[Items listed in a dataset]
— Start —

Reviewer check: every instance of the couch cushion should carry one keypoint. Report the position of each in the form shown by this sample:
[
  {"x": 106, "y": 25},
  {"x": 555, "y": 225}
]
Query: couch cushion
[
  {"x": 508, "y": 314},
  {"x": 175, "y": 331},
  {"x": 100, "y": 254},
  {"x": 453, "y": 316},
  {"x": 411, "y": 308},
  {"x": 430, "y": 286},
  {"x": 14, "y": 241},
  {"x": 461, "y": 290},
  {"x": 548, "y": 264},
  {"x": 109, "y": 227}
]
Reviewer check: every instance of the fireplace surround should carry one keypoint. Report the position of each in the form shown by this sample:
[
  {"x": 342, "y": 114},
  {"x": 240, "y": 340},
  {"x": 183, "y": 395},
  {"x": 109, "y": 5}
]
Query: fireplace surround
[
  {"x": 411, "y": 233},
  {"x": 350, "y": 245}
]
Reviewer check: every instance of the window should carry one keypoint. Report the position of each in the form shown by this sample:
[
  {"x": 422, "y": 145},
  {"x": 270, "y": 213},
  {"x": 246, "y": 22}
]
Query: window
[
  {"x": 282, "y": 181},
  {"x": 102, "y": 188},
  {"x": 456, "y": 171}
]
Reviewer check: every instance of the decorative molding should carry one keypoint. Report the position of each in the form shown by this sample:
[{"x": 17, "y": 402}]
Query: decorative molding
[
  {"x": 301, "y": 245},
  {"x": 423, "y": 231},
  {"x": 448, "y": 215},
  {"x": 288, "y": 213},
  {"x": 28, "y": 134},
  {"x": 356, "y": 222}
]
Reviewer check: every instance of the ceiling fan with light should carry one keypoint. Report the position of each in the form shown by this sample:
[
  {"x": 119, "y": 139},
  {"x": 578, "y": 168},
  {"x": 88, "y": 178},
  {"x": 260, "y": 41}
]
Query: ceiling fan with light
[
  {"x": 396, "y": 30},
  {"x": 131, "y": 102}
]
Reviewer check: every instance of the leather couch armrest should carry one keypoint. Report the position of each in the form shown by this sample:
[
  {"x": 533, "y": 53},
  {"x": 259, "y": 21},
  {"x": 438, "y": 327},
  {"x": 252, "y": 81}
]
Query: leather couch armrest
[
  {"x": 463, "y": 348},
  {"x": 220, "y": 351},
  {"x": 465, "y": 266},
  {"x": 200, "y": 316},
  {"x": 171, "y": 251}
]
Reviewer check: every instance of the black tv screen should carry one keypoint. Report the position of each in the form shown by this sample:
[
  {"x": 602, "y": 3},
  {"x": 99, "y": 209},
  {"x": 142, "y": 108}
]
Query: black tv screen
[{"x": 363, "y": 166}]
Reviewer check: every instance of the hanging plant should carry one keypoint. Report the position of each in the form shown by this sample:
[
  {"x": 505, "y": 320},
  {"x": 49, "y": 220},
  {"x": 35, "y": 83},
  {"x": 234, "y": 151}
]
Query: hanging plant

— End —

* **Directions for this task**: Please restate the whole listing word for word.

* **Finished exercise**:
Reviewer check: every instance of the couch cushion should carry one keypoint. Report the position of each in the form shown by this sample:
[
  {"x": 106, "y": 25},
  {"x": 555, "y": 225}
]
Query: couch cushion
[
  {"x": 508, "y": 314},
  {"x": 175, "y": 331},
  {"x": 100, "y": 254},
  {"x": 453, "y": 316},
  {"x": 411, "y": 308},
  {"x": 430, "y": 286},
  {"x": 14, "y": 241},
  {"x": 461, "y": 290},
  {"x": 548, "y": 264},
  {"x": 109, "y": 227}
]
Reviewer check: every instance of the fireplace surround should carry one keypoint. Report the position of each in the form shown by this sample:
[
  {"x": 342, "y": 114},
  {"x": 240, "y": 340},
  {"x": 183, "y": 395},
  {"x": 109, "y": 5}
]
Query: fireplace surround
[
  {"x": 411, "y": 233},
  {"x": 350, "y": 245}
]
Reviewer check: every instance of the window should carry one keypoint. Report the position of each in the form shown by this sample:
[
  {"x": 422, "y": 145},
  {"x": 270, "y": 213},
  {"x": 246, "y": 22}
]
Query: window
[
  {"x": 282, "y": 181},
  {"x": 102, "y": 188},
  {"x": 456, "y": 171}
]
Reviewer check: every instance of the decorative molding should carry one keypoint. Report the position of each in the form shown by this sample:
[{"x": 17, "y": 402}]
Query: decorative molding
[
  {"x": 301, "y": 245},
  {"x": 423, "y": 231},
  {"x": 448, "y": 215},
  {"x": 288, "y": 213},
  {"x": 28, "y": 134},
  {"x": 356, "y": 222}
]
Reviewer check: every instance of the ceiling fan with light should carry one keypoint. Report the position of each in the form shown by this sample:
[
  {"x": 119, "y": 139},
  {"x": 578, "y": 168},
  {"x": 88, "y": 178},
  {"x": 260, "y": 41}
]
Query: ceiling fan with light
[
  {"x": 396, "y": 30},
  {"x": 131, "y": 102}
]
Reviewer check: every instance of the leather couch armrest should carry one keypoint. Report the position of each in the form shown by this sample:
[
  {"x": 533, "y": 53},
  {"x": 259, "y": 21},
  {"x": 438, "y": 327},
  {"x": 252, "y": 81}
]
Query: leather couch armrest
[
  {"x": 463, "y": 348},
  {"x": 220, "y": 351},
  {"x": 465, "y": 266},
  {"x": 200, "y": 316},
  {"x": 171, "y": 251}
]
Reviewer check: every instance of the black tv screen should carry one keypoint. Report the position of each in the form shown by this sample:
[
  {"x": 602, "y": 3},
  {"x": 99, "y": 209},
  {"x": 142, "y": 108}
]
Query: black tv screen
[{"x": 363, "y": 166}]
Reviewer check: every instance of the hanging plant should carry one keypoint. Report the position of each in the form shown by this sample:
[
  {"x": 505, "y": 320},
  {"x": 49, "y": 220},
  {"x": 35, "y": 83},
  {"x": 234, "y": 151}
]
Query: hanging plant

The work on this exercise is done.